Copy out, word for word and with nothing else, every line starting with the one that contains "outline stucco pillar" and going on through the one that contains "71L706 309L710 818L724", both included.

RAW DATA:

::::::

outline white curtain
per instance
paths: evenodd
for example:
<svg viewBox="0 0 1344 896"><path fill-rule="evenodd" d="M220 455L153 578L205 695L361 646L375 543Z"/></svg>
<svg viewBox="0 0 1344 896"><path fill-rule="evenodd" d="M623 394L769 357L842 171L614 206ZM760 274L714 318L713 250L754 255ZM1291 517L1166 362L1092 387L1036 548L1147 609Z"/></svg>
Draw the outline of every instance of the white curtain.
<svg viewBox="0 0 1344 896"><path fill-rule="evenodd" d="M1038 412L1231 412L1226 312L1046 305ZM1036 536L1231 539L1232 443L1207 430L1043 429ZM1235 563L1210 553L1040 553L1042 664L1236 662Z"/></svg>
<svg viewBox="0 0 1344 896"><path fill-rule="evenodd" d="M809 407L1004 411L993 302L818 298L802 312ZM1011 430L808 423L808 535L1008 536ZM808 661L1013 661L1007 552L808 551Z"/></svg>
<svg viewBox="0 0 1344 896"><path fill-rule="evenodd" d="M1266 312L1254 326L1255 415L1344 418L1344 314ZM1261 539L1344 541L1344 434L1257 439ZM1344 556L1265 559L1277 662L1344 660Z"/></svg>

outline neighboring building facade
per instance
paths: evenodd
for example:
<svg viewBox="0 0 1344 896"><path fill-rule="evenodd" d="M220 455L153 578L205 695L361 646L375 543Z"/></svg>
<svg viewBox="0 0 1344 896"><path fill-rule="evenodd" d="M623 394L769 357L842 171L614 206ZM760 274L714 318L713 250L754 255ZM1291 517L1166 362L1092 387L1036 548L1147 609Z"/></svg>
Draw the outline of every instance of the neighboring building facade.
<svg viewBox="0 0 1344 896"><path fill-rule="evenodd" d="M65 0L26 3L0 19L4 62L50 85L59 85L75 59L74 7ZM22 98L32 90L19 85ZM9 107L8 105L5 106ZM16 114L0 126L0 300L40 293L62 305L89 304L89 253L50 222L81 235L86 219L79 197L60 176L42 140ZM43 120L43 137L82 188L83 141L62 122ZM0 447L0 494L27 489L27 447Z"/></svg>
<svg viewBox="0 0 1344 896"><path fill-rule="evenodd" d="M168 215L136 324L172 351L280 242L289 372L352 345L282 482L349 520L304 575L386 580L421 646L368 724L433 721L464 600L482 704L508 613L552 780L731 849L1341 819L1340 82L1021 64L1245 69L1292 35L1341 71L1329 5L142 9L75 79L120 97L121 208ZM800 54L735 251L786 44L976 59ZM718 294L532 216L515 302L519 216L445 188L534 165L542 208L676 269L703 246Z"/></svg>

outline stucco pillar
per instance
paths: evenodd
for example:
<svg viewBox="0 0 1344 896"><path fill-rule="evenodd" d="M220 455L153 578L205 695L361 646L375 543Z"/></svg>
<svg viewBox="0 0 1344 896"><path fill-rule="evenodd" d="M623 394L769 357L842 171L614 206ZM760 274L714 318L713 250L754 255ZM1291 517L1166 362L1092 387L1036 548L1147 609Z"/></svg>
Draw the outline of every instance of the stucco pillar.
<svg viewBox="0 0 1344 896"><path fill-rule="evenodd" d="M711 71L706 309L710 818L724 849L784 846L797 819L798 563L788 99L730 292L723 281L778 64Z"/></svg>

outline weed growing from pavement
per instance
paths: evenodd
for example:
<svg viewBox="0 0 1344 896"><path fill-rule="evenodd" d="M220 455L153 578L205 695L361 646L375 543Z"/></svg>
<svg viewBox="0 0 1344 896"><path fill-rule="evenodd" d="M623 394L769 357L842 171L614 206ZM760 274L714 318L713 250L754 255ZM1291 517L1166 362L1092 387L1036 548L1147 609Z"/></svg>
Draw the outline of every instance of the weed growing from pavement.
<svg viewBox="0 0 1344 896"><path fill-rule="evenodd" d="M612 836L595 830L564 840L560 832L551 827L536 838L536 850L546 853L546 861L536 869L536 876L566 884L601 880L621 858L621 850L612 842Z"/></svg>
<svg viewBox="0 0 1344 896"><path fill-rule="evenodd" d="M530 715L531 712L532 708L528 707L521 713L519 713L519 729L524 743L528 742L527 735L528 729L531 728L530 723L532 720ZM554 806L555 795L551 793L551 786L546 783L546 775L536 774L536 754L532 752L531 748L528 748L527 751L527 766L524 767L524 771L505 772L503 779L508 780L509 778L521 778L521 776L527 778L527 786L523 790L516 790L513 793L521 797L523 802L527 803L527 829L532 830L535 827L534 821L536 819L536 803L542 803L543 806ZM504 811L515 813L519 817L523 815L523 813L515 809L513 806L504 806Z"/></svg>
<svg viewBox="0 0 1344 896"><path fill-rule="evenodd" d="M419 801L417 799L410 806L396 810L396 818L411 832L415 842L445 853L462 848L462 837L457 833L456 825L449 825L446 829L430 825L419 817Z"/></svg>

::::::

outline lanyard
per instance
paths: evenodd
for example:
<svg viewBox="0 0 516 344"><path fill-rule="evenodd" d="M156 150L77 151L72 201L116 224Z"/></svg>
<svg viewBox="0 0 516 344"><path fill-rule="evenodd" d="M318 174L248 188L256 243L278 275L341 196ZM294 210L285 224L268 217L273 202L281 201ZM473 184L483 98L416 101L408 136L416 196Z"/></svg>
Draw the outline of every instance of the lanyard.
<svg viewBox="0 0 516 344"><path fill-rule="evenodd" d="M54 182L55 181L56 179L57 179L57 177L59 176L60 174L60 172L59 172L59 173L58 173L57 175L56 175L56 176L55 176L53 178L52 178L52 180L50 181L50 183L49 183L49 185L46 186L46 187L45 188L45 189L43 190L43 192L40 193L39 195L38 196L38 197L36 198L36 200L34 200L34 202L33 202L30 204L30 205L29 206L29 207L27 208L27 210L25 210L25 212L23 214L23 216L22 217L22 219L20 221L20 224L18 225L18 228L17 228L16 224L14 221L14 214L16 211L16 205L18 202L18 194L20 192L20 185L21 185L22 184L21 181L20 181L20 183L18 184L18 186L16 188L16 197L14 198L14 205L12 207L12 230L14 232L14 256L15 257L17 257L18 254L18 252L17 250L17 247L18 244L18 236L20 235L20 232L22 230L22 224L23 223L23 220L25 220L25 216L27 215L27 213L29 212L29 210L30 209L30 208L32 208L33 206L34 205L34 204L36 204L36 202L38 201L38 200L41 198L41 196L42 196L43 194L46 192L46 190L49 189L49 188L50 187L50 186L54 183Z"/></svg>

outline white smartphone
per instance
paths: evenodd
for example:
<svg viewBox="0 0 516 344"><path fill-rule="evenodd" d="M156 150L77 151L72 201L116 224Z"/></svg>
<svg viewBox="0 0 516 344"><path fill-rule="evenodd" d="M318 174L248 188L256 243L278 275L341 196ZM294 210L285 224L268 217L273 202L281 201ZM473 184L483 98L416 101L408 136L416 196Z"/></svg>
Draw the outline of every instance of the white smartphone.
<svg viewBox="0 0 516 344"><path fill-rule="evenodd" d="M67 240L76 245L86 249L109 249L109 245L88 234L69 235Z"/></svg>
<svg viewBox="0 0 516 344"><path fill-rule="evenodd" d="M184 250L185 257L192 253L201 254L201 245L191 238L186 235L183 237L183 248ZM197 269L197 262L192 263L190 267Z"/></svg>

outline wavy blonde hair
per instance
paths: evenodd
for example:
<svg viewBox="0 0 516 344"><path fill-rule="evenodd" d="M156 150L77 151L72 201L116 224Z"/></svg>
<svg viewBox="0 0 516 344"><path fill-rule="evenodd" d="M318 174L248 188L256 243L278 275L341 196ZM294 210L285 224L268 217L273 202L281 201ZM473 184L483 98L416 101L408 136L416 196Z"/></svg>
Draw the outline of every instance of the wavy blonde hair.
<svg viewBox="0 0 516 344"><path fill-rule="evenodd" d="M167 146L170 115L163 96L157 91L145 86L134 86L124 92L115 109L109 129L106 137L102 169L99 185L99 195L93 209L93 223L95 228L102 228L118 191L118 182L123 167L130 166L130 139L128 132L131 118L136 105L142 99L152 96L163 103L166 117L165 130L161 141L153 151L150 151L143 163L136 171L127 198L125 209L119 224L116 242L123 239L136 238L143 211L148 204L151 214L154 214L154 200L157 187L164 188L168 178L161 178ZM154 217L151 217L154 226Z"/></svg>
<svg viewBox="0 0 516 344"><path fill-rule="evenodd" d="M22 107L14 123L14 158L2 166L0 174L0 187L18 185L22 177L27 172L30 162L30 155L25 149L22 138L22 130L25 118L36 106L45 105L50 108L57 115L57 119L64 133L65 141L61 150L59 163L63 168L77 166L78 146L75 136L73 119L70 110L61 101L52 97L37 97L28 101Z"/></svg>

::::::

FINAL ANSWER:
outline stucco pillar
per instance
paths: evenodd
for example:
<svg viewBox="0 0 1344 896"><path fill-rule="evenodd" d="M220 455L153 578L205 695L361 646L375 543Z"/></svg>
<svg viewBox="0 0 1344 896"><path fill-rule="evenodd" d="M623 394L769 357L842 171L614 206ZM760 274L714 318L713 250L754 255ZM1291 517L1166 362L1092 387L1036 548L1147 609Z"/></svg>
Draw the outline of every instance of the stucco pillar.
<svg viewBox="0 0 1344 896"><path fill-rule="evenodd" d="M711 71L706 309L710 818L724 849L784 846L797 819L798 563L788 99L730 292L723 281L778 64Z"/></svg>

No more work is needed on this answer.